**What the task requires**
Down to the last line, copy the records below without any change.

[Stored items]
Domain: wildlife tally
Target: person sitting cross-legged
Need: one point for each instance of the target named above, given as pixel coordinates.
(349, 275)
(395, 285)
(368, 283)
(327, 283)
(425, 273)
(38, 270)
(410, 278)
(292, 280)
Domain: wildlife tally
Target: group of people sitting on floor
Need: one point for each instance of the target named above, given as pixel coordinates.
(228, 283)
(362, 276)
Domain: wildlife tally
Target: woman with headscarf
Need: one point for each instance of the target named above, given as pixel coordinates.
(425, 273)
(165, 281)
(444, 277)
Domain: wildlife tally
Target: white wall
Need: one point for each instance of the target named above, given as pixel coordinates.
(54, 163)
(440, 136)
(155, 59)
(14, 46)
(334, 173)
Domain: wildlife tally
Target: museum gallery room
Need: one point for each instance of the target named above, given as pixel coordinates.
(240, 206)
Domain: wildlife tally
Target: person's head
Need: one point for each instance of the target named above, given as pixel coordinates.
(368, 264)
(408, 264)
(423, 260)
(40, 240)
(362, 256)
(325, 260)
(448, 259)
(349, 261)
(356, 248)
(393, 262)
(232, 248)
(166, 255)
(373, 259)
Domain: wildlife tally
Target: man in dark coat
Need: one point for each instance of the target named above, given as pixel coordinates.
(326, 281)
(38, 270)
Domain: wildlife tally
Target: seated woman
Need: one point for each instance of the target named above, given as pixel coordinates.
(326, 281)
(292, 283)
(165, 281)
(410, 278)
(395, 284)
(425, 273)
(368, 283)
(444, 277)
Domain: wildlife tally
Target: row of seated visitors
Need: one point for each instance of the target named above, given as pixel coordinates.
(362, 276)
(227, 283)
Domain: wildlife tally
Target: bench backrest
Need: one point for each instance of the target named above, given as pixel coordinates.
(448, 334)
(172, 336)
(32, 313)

**Task response**
Domain: wildlife tally
Target: person sitting cross-legged
Need: one point for each instance of the target named above, given as pixel coordinates.
(349, 275)
(395, 285)
(368, 283)
(327, 283)
(425, 273)
(38, 270)
(410, 278)
(292, 280)
Domain: wildlife tally
Target: group of people sitting on floor
Need: one point for each instance of the target named above, given as pixel coordinates.
(228, 283)
(362, 276)
Domain: wildlife tally
Target: woman with headscarf
Need: one point for each instance of the target named above, given as pixel coordinates.
(425, 273)
(165, 281)
(444, 277)
Domain: wildlife tally
Target: white wall
Need: one point for each instance of the target named above, given as pixel coordinates.
(54, 163)
(440, 136)
(155, 59)
(14, 46)
(334, 173)
Domain: wildlife tally
Target: museum gallery room
Need: one point for each instance of the target named above, given as pixel coordinates.
(240, 206)
Domain: wildlife tally
Target: person's head
Need: one point for each instance of the target named above, given as pixel coordinates.
(368, 264)
(408, 264)
(423, 260)
(40, 240)
(362, 256)
(325, 260)
(448, 259)
(349, 261)
(356, 248)
(393, 262)
(232, 248)
(166, 255)
(373, 259)
Domain: wildlife tally
Target: man in dark coat
Need: one point for each instance of the target named above, given as pixel coordinates.
(326, 281)
(38, 270)
Domain: wildlife tally
Target: seated woman
Need: one point for each instance of the target named above, given as pixel coordinates.
(326, 281)
(292, 283)
(165, 281)
(410, 278)
(395, 284)
(425, 273)
(368, 283)
(444, 277)
Domain: wildlife tally
Target: row of seated visitors
Need: one point for each instance of the target named above, given as pixel coordinates.
(362, 276)
(227, 283)
Domain: wildlife tally
Target: bench backrest
Need: one point for each instance of the target named above, given as pixel coordinates.
(448, 334)
(172, 336)
(32, 313)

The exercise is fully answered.